_Stated task_
Beginning with the line that contains "task: segment the temple-style building", extract each line through the end of the listing below, with no additions or omissions.
— Begin Exercise data —
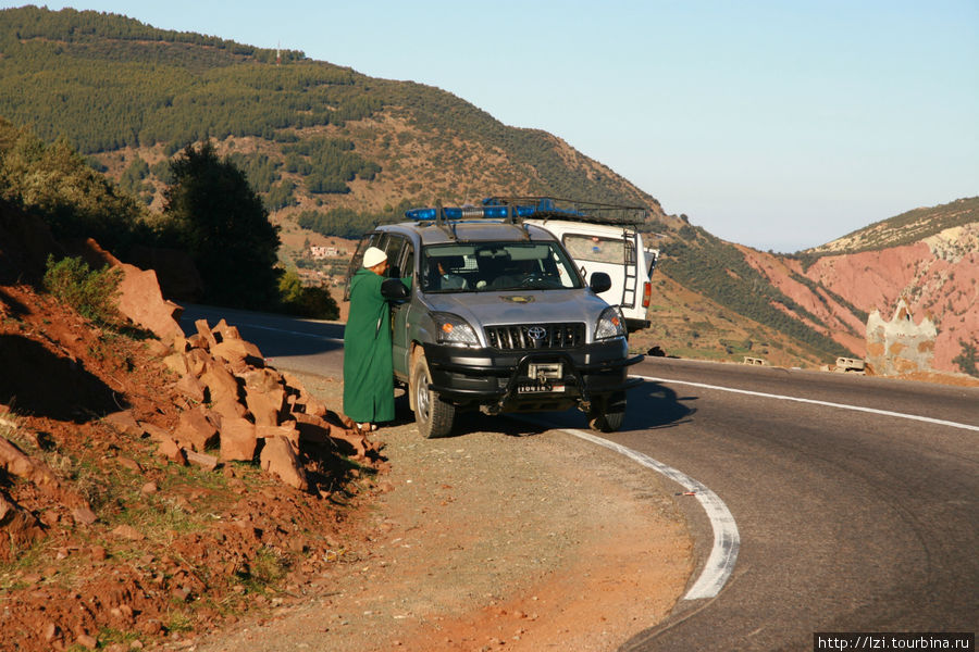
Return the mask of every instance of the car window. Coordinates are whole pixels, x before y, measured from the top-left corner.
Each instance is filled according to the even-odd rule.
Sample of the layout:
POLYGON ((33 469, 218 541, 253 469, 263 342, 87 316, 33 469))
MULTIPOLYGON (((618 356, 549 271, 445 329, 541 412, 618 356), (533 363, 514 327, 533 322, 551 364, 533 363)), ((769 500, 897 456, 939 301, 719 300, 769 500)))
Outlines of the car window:
POLYGON ((479 242, 425 247, 426 292, 580 288, 571 260, 556 242, 479 242))
POLYGON ((571 258, 579 262, 635 262, 635 244, 624 238, 567 234, 562 241, 571 258))

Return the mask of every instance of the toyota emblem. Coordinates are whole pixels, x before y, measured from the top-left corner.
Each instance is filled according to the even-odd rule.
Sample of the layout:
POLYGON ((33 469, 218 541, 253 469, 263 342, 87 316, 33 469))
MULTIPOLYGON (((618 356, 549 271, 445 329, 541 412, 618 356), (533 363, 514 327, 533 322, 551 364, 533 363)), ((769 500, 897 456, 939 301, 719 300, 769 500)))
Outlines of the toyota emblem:
POLYGON ((526 329, 526 334, 531 336, 531 339, 544 339, 547 337, 547 329, 543 326, 531 326, 526 329))

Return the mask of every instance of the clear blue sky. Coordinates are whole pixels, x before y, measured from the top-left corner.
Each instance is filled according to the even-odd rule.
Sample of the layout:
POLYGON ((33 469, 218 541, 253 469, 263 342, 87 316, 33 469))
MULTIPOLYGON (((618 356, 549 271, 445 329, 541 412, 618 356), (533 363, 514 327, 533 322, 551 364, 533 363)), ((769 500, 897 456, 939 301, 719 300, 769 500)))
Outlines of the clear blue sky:
POLYGON ((977 0, 65 5, 437 86, 759 249, 979 195, 977 0))

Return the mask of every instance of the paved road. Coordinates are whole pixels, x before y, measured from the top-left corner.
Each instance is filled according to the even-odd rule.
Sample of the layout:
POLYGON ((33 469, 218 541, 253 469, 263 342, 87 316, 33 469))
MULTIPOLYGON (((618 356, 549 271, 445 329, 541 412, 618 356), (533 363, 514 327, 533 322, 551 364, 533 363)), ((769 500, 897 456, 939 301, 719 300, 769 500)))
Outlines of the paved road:
MULTIPOLYGON (((224 312, 280 366, 339 375, 340 325, 224 312)), ((213 323, 191 306, 185 326, 205 314, 213 323)), ((710 488, 741 548, 716 598, 681 601, 623 650, 811 650, 815 631, 979 628, 979 389, 670 359, 633 368, 659 380, 630 393, 607 438, 710 488)), ((547 417, 585 427, 574 411, 547 417)), ((678 500, 703 563, 710 525, 678 500)))

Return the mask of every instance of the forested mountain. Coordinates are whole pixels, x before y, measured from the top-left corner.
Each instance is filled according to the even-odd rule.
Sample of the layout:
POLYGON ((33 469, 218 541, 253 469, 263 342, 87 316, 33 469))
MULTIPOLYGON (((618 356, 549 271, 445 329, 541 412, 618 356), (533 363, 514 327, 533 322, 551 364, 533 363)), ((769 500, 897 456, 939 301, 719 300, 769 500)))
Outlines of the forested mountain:
POLYGON ((114 14, 0 16, 0 115, 46 140, 65 136, 147 201, 165 181, 163 159, 212 138, 270 209, 344 235, 393 218, 402 201, 475 201, 490 188, 639 203, 662 217, 653 197, 561 140, 436 88, 114 14), (327 214, 337 208, 354 220, 327 214))
MULTIPOLYGON (((437 88, 116 14, 25 7, 0 11, 0 117, 32 126, 46 142, 65 138, 150 214, 163 206, 172 158, 209 140, 247 174, 282 227, 286 259, 314 234, 354 238, 436 200, 549 195, 641 204, 648 241, 664 250, 664 276, 654 325, 634 347, 810 365, 856 352, 859 326, 838 337, 840 324, 821 308, 790 298, 753 264, 757 252, 667 214, 652 195, 559 138, 504 125, 437 88)), ((873 233, 907 233, 895 226, 873 233)), ((793 274, 845 303, 804 269, 793 274)), ((864 310, 854 306, 853 315, 864 310)))

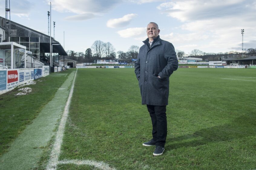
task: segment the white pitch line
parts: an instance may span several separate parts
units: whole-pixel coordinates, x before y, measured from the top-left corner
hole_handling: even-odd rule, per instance
[[[77,165],[87,165],[93,166],[101,169],[104,170],[114,170],[114,168],[111,168],[109,165],[103,162],[97,162],[89,160],[78,160],[73,159],[71,160],[64,160],[59,161],[59,156],[61,153],[61,147],[62,143],[63,135],[65,130],[65,127],[68,115],[69,105],[71,101],[71,98],[73,94],[73,91],[74,89],[74,85],[77,75],[77,69],[75,73],[75,76],[72,83],[72,86],[69,93],[68,98],[64,111],[62,115],[61,123],[58,129],[58,131],[56,134],[56,139],[53,145],[52,150],[51,152],[50,159],[46,167],[47,170],[55,170],[57,168],[58,164],[74,164]]]
[[[103,162],[97,162],[90,160],[79,160],[73,159],[71,160],[64,160],[59,162],[59,164],[73,164],[77,165],[87,165],[93,166],[101,169],[103,170],[114,170],[114,168],[111,168],[108,164]]]
[[[231,78],[230,77],[228,77],[228,78],[223,78],[223,79],[227,79],[227,78]],[[256,78],[256,77],[232,77],[232,78]]]
[[[70,90],[70,92],[69,93],[68,98],[65,107],[64,111],[62,115],[61,119],[61,123],[58,129],[58,131],[57,132],[56,135],[56,139],[55,142],[53,145],[53,149],[51,152],[50,160],[46,168],[46,169],[48,170],[56,169],[58,165],[59,156],[61,153],[61,146],[62,143],[63,134],[65,130],[65,126],[66,125],[67,119],[68,114],[69,105],[71,101],[72,95],[73,94],[74,85],[75,83],[75,80],[76,80],[77,72],[77,69],[75,73],[75,76],[74,79],[73,80],[72,86]]]
[[[256,81],[256,80],[241,80],[239,79],[234,79],[233,78],[220,78],[222,79],[225,79],[225,80],[239,80],[241,81]]]

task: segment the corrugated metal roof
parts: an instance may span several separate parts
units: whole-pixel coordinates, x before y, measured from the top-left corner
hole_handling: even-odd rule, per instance
[[[256,56],[250,56],[245,58],[232,57],[232,58],[228,58],[224,60],[226,61],[230,61],[232,60],[256,60]]]
[[[5,27],[6,22],[5,19],[0,17],[0,20],[1,21],[0,22],[0,26]],[[10,23],[11,39],[11,36],[39,37],[40,43],[50,43],[50,36],[12,21],[11,21]],[[52,43],[59,43],[52,37],[51,39]]]

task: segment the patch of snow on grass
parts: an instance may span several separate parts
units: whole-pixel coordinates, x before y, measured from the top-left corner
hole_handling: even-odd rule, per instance
[[[30,81],[27,82],[26,83],[25,83],[19,86],[19,87],[24,87],[25,86],[30,85],[31,84],[36,84],[36,83],[35,81]]]
[[[32,89],[29,87],[25,87],[18,89],[19,91],[22,91],[21,92],[18,93],[15,95],[15,96],[21,96],[21,95],[25,95],[32,91]]]

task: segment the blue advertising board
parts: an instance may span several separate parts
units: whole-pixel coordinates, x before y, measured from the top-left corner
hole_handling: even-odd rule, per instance
[[[0,91],[6,89],[7,75],[7,71],[6,70],[0,71]]]
[[[34,80],[41,77],[42,76],[41,68],[34,69]]]
[[[31,77],[30,78],[31,79],[34,78],[34,71],[31,71]]]
[[[24,72],[20,73],[20,82],[24,81]]]

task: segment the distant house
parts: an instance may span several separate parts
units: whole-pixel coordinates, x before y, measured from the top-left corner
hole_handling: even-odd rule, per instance
[[[256,65],[256,56],[243,58],[228,58],[224,61],[227,61],[227,65]]]

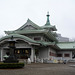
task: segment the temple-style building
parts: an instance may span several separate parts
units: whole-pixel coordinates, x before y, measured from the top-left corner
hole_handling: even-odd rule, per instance
[[[47,22],[44,26],[38,26],[30,19],[14,31],[5,31],[7,34],[0,39],[0,61],[6,53],[10,54],[8,41],[13,36],[16,41],[14,54],[18,59],[30,58],[31,62],[36,59],[53,60],[57,58],[71,60],[74,55],[75,42],[59,42],[57,29],[51,25],[47,13]]]

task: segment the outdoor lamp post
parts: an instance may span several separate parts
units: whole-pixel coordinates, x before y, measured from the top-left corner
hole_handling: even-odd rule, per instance
[[[10,55],[7,59],[5,59],[3,62],[4,63],[18,63],[19,61],[14,55],[14,50],[16,49],[15,43],[16,41],[13,39],[13,36],[11,36],[10,40],[8,41],[9,43],[9,50],[10,50]]]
— End Exercise data —
_Result for this exercise_
task: segment the temple-style building
parts: an instance may span several separate parts
units: whole-pixel coordinates, x before y, measured from the top-left corner
hole_handling: even-odd rule, per instance
[[[47,22],[44,26],[38,26],[30,19],[14,31],[5,31],[7,34],[0,39],[0,61],[6,53],[10,54],[8,41],[13,36],[16,41],[14,54],[18,59],[30,58],[31,62],[36,59],[53,60],[57,58],[71,60],[74,55],[75,42],[59,42],[57,29],[51,25],[47,13]]]

task: segment the outdoor lamp post
parts: an instance may span several separate parts
units: whole-pixel coordinates, x before y, measured from the top-left corner
hole_handling: even-odd rule, per instance
[[[10,55],[7,59],[5,59],[3,62],[4,63],[18,63],[19,61],[14,55],[14,50],[16,49],[15,43],[16,41],[13,39],[13,36],[11,36],[10,40],[8,41],[9,43],[9,50],[10,50]]]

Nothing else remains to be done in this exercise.